→ **INSTRUCTIONS TO FOLLOW**
Only lines containing "string" belong in the answer, each copied from the entries below.

→ **DATA FOR ANALYSIS**
[Start of Attachment]
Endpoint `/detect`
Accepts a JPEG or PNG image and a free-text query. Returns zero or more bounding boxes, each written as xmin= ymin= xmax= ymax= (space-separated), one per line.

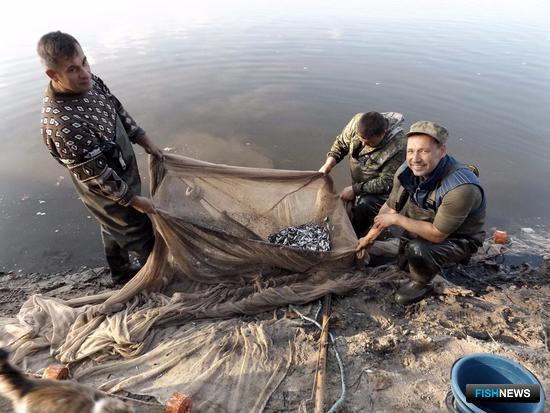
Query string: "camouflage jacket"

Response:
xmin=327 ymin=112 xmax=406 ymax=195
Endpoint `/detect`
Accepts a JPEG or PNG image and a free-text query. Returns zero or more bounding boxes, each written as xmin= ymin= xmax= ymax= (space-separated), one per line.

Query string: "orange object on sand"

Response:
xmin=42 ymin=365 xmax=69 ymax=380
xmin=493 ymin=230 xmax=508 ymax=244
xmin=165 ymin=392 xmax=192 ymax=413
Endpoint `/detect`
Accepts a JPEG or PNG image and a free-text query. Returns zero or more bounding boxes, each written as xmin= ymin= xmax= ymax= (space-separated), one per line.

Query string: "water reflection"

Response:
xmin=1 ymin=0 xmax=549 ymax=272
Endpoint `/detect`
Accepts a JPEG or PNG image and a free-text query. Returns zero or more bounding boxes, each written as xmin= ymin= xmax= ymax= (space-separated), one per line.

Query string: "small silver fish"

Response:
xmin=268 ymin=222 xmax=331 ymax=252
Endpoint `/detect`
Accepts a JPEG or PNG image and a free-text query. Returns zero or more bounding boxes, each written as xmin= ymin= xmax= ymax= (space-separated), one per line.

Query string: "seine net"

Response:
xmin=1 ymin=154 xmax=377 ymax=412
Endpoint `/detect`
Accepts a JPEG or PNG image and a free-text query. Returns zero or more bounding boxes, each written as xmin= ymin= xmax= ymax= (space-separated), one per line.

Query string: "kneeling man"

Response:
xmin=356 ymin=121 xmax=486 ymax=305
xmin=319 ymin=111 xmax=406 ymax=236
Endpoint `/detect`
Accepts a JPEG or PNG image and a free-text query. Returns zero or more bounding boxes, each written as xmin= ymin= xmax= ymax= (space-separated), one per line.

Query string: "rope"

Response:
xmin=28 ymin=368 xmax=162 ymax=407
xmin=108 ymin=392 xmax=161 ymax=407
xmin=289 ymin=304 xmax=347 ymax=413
[End of Attachment]
[Start of Attachment]
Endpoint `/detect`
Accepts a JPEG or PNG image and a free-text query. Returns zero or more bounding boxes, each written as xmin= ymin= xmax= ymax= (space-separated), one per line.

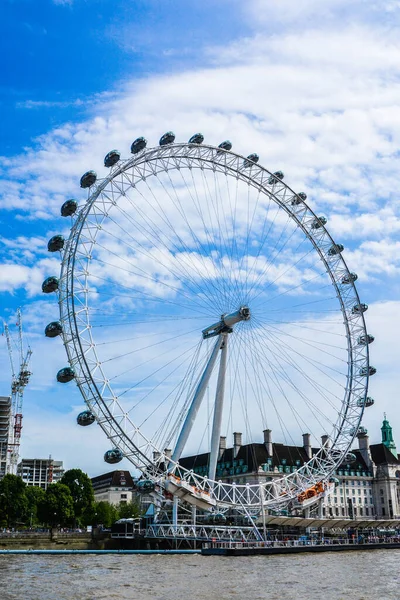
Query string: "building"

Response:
[End of Attachment]
→ **RESPONSE TO THIS EXERCISE**
Query string: "camouflage jacket"
Query string: "orange object on sand"
Query string: "water reflection"
Query string: "small silver fish"
Query string: "seine net"
Query string: "kneeling man"
Query string: "rope"
Query string: "building"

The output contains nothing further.